==== MATERIAL SHOWN
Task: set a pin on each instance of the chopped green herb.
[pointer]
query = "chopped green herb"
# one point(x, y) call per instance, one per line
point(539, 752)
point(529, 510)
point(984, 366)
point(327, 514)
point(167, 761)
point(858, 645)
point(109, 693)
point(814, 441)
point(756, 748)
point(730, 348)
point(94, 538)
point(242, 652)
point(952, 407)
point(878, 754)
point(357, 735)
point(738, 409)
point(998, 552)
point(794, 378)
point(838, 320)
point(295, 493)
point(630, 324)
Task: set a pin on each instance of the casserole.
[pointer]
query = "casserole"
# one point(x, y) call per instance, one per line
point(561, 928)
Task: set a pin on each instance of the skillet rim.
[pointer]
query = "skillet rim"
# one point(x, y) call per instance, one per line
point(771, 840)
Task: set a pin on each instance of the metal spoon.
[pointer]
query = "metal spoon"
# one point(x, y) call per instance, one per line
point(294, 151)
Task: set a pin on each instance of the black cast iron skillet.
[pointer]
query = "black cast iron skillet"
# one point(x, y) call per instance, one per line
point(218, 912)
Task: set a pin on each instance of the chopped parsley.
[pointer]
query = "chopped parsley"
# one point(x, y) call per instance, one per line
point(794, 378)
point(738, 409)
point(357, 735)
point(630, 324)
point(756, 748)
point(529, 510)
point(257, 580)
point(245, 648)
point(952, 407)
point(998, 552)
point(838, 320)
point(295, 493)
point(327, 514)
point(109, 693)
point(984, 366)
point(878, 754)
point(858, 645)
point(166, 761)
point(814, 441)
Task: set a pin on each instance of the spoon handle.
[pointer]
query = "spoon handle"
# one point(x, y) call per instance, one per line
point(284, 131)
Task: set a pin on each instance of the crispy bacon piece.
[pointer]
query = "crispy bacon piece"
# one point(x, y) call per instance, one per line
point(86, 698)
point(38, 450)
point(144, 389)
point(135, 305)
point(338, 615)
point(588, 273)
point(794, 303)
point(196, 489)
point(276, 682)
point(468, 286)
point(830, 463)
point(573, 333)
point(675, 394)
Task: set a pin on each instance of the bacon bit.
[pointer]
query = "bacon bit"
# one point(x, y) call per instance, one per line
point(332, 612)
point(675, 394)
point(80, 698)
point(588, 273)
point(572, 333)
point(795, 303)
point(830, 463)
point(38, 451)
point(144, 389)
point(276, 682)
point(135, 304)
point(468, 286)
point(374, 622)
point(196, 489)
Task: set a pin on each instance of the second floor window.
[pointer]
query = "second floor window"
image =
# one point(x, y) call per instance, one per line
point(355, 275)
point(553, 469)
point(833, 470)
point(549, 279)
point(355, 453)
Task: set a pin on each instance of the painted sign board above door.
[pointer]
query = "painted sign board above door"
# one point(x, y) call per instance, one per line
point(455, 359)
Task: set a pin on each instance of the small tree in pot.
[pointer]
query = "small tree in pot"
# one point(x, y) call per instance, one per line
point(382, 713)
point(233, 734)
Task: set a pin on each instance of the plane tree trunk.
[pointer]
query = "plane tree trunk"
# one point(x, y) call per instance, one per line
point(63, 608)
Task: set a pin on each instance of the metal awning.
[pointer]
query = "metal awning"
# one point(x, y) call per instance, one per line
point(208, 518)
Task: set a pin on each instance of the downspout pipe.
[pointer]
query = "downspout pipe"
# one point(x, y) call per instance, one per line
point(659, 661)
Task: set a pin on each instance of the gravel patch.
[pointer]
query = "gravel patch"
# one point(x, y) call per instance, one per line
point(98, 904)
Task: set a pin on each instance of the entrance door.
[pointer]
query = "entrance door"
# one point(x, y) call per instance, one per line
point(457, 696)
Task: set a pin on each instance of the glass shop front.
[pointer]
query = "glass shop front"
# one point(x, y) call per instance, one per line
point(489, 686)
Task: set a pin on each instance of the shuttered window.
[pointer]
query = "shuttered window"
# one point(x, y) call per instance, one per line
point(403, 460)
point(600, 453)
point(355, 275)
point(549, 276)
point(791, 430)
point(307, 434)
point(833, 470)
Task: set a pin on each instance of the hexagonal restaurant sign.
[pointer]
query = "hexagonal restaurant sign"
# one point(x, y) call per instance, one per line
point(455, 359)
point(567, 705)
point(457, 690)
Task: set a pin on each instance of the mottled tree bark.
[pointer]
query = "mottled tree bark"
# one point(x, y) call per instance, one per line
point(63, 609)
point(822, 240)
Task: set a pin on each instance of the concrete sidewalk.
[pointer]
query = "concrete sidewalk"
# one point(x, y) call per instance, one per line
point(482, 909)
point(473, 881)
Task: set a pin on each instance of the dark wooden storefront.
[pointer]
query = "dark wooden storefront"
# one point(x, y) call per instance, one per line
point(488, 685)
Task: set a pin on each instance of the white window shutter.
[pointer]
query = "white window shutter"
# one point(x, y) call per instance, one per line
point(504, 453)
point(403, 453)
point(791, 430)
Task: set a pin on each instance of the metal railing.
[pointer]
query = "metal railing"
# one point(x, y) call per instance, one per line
========
** TASK PROMPT **
Render the data items above as a Markdown table with the columns "n" and "Line," where "n" holds a running row number and "Line" holds the corresponding line of the entries. Cover every entry and omit blank lines.

** WORKED ANSWER **
| n | Line |
|---|---|
| 1 | Task: set a pin on each instance of the chopped green herb. |
| 2 | [pointer] |
| 3 | query = "chopped green herb" |
| 4 | # one point(x, y) call per instance, one per line |
| 5 | point(539, 752) |
| 6 | point(529, 510) |
| 7 | point(984, 366) |
| 8 | point(327, 514) |
| 9 | point(167, 761) |
| 10 | point(858, 645) |
| 11 | point(109, 693) |
| 12 | point(814, 441) |
| 13 | point(756, 748) |
| 14 | point(730, 348) |
| 15 | point(94, 538) |
| 16 | point(242, 652) |
| 17 | point(952, 407) |
| 18 | point(878, 754) |
| 19 | point(357, 735) |
| 20 | point(738, 409) |
| 21 | point(998, 552) |
| 22 | point(794, 378) |
| 23 | point(838, 320) |
| 24 | point(295, 493) |
| 25 | point(630, 324) |
| 26 | Task: set a pin on each instance of the casserole. |
| 27 | [pointer] |
| 28 | query = "casserole" |
| 29 | # one point(x, y) call per instance, one per line |
| 30 | point(561, 928) |
| 31 | Task: set a pin on each instance of the skillet rim. |
| 32 | [pointer] |
| 33 | query = "skillet rim" |
| 34 | # one point(x, y) call per instance, one per line |
| 35 | point(771, 840) |
| 36 | Task: set a pin on each instance of the metal spoon. |
| 37 | [pointer] |
| 38 | query = "metal spoon" |
| 39 | # one point(x, y) call per instance, one per line |
| 40 | point(294, 151) |
| 41 | Task: set a pin on each instance of the black cast iron skillet. |
| 42 | [pointer] |
| 43 | query = "black cast iron skillet" |
| 44 | # one point(x, y) call per instance, one per line |
| 45 | point(218, 912) |
| 46 | Task: set a pin on each instance of the chopped parsley. |
| 47 | [pointer] |
| 48 | query = "chopped parsley" |
| 49 | # one point(x, y) call per instance, one per line |
| 50 | point(794, 378) |
| 51 | point(738, 409) |
| 52 | point(357, 735) |
| 53 | point(630, 324) |
| 54 | point(756, 748) |
| 55 | point(529, 510) |
| 56 | point(257, 580) |
| 57 | point(245, 648) |
| 58 | point(952, 407) |
| 59 | point(998, 552) |
| 60 | point(838, 320) |
| 61 | point(295, 493) |
| 62 | point(327, 514) |
| 63 | point(109, 693) |
| 64 | point(984, 366) |
| 65 | point(878, 754) |
| 66 | point(858, 645) |
| 67 | point(166, 761) |
| 68 | point(814, 441) |
| 69 | Task: set a pin on each instance of the spoon handle. |
| 70 | [pointer] |
| 71 | query = "spoon handle" |
| 72 | # one point(x, y) call per instance, one per line |
| 73 | point(284, 131) |
| 74 | Task: set a pin on each instance of the crispy bacon piece. |
| 75 | [pointer] |
| 76 | query = "crispy bacon piece" |
| 77 | # one point(x, y) call per instance, one per line |
| 78 | point(86, 698) |
| 79 | point(38, 450) |
| 80 | point(144, 389) |
| 81 | point(135, 305) |
| 82 | point(338, 615) |
| 83 | point(588, 273) |
| 84 | point(794, 303) |
| 85 | point(196, 489) |
| 86 | point(276, 682) |
| 87 | point(468, 286) |
| 88 | point(830, 463) |
| 89 | point(573, 333) |
| 90 | point(675, 394) |
| 91 | Task: set a pin on each instance of the bacon bit. |
| 92 | [pointer] |
| 93 | query = "bacon bit" |
| 94 | # one point(x, y) call per instance, one per line |
| 95 | point(332, 612) |
| 96 | point(675, 394) |
| 97 | point(80, 698) |
| 98 | point(588, 273) |
| 99 | point(572, 333) |
| 100 | point(795, 303) |
| 101 | point(830, 463) |
| 102 | point(38, 451) |
| 103 | point(144, 389) |
| 104 | point(276, 682) |
| 105 | point(135, 304) |
| 106 | point(468, 286) |
| 107 | point(374, 622) |
| 108 | point(196, 489) |
| 109 | Task: set a pin on each instance of the second floor window. |
| 110 | [pointer] |
| 111 | query = "second floor window" |
| 112 | image = |
| 113 | # one point(x, y) call per instance, one per line |
| 114 | point(355, 275) |
| 115 | point(553, 469) |
| 116 | point(833, 470) |
| 117 | point(549, 279) |
| 118 | point(355, 453) |
| 119 | Task: set a pin on each instance of the painted sign board above door. |
| 120 | [pointer] |
| 121 | query = "painted sign board above door" |
| 122 | # one point(x, y) call per instance, one per line |
| 123 | point(455, 359) |
| 124 | Task: set a pin on each instance of the small tree in pot. |
| 125 | [pointer] |
| 126 | query = "small tree in pot" |
| 127 | # one point(x, y) call per instance, one per line |
| 128 | point(382, 713) |
| 129 | point(233, 734) |
| 130 | Task: set a pin on each instance of the plane tree trunk. |
| 131 | [pointer] |
| 132 | query = "plane tree trunk" |
| 133 | # one point(x, y) call per instance, one per line |
| 134 | point(63, 608) |
| 135 | Task: set a pin on each instance of the metal awning. |
| 136 | [pointer] |
| 137 | query = "metal awning" |
| 138 | # one point(x, y) call per instance, one per line |
| 139 | point(208, 518) |
| 140 | Task: set a pin on each instance of the downspout pipe. |
| 141 | [pointer] |
| 142 | query = "downspout pipe" |
| 143 | # one point(x, y) call per instance, one per line |
| 144 | point(659, 661) |
| 145 | Task: set a pin on each instance of the gravel patch. |
| 146 | [pointer] |
| 147 | query = "gravel patch" |
| 148 | # one point(x, y) call per instance, one per line |
| 149 | point(98, 904) |
| 150 | Task: set a pin on each instance of the entrance door. |
| 151 | [pointer] |
| 152 | query = "entrance door" |
| 153 | # one point(x, y) call per instance, one per line |
| 154 | point(457, 696) |
| 155 | Task: set a pin on each instance of the glass shop front. |
| 156 | [pointer] |
| 157 | query = "glass shop front" |
| 158 | # one point(x, y) call per instance, one per line |
| 159 | point(489, 686) |
| 160 | Task: set a pin on each instance of the shuttered window. |
| 161 | [pointer] |
| 162 | query = "shuttered window" |
| 163 | # one point(x, y) call per instance, one per line |
| 164 | point(403, 460) |
| 165 | point(600, 453) |
| 166 | point(355, 275) |
| 167 | point(549, 276) |
| 168 | point(791, 430) |
| 169 | point(307, 434) |
| 170 | point(833, 470) |
| 171 | Task: set a pin on each instance of the hexagonal restaurant sign. |
| 172 | [pointer] |
| 173 | query = "hexagonal restaurant sign" |
| 174 | # one point(x, y) call per instance, one per line |
| 175 | point(455, 359) |
| 176 | point(567, 705) |
| 177 | point(457, 690) |
| 178 | Task: set a pin on each instance of the mottled tree bark. |
| 179 | [pointer] |
| 180 | query = "mottled tree bark" |
| 181 | # one point(x, y) call per instance, one per line |
| 182 | point(63, 609) |
| 183 | point(822, 240) |
| 184 | Task: set a pin on each instance of the concrete sidewalk. |
| 185 | [pointer] |
| 186 | query = "concrete sidewalk" |
| 187 | # one point(x, y) call per instance, one per line |
| 188 | point(482, 909) |
| 189 | point(473, 881) |
| 190 | Task: set a pin on each instance of the dark wooden storefront. |
| 191 | [pointer] |
| 192 | query = "dark wooden storefront" |
| 193 | # one point(x, y) call per instance, one per line |
| 194 | point(488, 685) |
| 195 | Task: set a pin on each instance of the white window shutter. |
| 196 | [pointer] |
| 197 | query = "white window shutter" |
| 198 | # one point(x, y) call per instance, one per line |
| 199 | point(504, 453) |
| 200 | point(403, 453) |
| 201 | point(791, 430) |
| 202 | Task: set a pin on each instance of the metal railing. |
| 203 | [pointer] |
| 204 | query = "metal railing" |
| 205 | # one point(x, y) call per instance, one per line |